------ Data entries ------

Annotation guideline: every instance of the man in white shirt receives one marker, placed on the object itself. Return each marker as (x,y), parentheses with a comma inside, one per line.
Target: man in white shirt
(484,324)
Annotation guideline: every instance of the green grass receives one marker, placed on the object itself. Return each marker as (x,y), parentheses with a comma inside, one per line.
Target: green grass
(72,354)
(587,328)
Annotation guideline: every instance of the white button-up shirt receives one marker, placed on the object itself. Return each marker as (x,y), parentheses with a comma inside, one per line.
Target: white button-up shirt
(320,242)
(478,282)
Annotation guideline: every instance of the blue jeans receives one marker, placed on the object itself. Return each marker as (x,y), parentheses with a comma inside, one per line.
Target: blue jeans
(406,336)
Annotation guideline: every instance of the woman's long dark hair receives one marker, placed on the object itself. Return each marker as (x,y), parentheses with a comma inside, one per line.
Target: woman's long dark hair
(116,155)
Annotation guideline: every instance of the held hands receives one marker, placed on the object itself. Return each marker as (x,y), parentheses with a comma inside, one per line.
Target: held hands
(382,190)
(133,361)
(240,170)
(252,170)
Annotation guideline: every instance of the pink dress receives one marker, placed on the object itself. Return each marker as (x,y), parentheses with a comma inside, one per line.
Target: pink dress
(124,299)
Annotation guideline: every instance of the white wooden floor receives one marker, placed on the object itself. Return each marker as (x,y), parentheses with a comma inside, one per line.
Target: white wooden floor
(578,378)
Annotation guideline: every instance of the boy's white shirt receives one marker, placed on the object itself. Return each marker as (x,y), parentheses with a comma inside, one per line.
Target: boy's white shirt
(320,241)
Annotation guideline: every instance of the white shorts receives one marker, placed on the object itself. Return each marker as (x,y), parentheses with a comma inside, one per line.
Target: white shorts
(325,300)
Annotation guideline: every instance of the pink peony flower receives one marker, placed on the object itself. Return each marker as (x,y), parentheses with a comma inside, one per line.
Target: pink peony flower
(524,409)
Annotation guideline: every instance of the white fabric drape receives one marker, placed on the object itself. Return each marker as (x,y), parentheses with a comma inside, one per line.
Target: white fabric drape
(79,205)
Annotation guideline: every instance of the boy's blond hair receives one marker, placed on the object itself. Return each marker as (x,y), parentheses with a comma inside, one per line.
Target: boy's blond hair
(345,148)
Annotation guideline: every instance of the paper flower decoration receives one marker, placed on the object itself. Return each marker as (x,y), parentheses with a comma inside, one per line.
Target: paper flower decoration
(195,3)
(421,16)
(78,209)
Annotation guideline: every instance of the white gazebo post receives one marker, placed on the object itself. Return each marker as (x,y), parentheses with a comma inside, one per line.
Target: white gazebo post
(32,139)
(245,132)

------

Problem details: Reproduce every one of the rows above line for line, changing nothing.

Complete output:
Annotation guideline: every instance of the man in white shirt receives one marker, placed on the object itself. Return each marker as (x,y), parentheses with a comma inside, one per line.
Target: man in white shirt
(484,324)
Annotation guideline: every instance of the green grass receives one marker, placed on the object itself. Return each marker as (x,y), parentheses with a comma inside, one per line.
Target: green grass
(72,354)
(587,328)
Annotation guideline: every instance of the white button-up shirt receives one marker, placed on the object itself. Return each marker as (x,y), parentheses with a comma inside, one per line.
Target: white button-up shirt
(320,242)
(478,282)
Annotation guideline: every instance of the blue jeans receives one marker, placed on the object itself. Return each marker as (x,y), parentheses with a comma inside, one per line.
Target: blue jeans
(406,336)
Annotation guideline: every instance of the woman's long dark hair receives one marker, placed on the object itself. Return each marker as (x,y), parentheses with a comma inside, one per line.
Target: woman's long dark hair
(116,155)
Annotation guideline: every instance of the held hands receives one marker, placed on the object itself. Return each marker as (x,y), parentheses with a comma inside, one per line.
Target: held hands
(382,190)
(133,361)
(240,170)
(252,170)
Annotation guideline: every instance of the pink dress receives one marker, placed on the object itself. Return each marker as (x,y), parentheses with a comma inside, one per line.
Target: pink dress
(124,299)
Annotation guideline: every instance of the white wooden floor receives one marker, placed on the object itself. Return each marker as (x,y), parentheses with a comma inside, one per line.
Target: white wooden floor
(578,378)
Annotation guideline: every instance of the boy's white shirt receives one marker, placed on the object itself. Return each marker as (x,y), parentheses with a comma inside, one per line.
Target: boy's white shirt
(320,241)
Annotation guideline: every instance of the white shorts receives one marker, placed on the object itself. Return each marker as (x,y), parentheses with a comma inside, one per line.
Target: white shorts
(325,300)
Annotation guideline: every instance of the pink peony flower receives one marker, placed on the object itself. Return each marker as (x,y), parentheses with a comma inside, one per line.
Target: pink peony flower
(524,409)
Annotation guideline: every instance of the white fabric drape receives one marker, placed on the object itself. Return each marker as (x,y), parentheses with a comma inside, one per line.
Target: white fabric drape
(79,205)
Annotation guideline: every instance of the boy's blond hair receives one marker, placed on the object itself. Return each marker as (x,y), parentheses with a comma inside, one per line.
Target: boy's blond hair
(345,148)
Annotation guideline: every instance of the paper flower decoration receives one marker, placed on the object itself. Return each marker as (x,y), parentheses with a comma inside, one per line.
Target: paper flower decoration
(195,3)
(421,16)
(78,209)
Annotation guideline: every instance of the white gazebo post receives one marker, placed on the object itself. Return each marker as (x,y), parentheses with a comma inside, one per line.
Target: white gazebo post
(32,139)
(245,132)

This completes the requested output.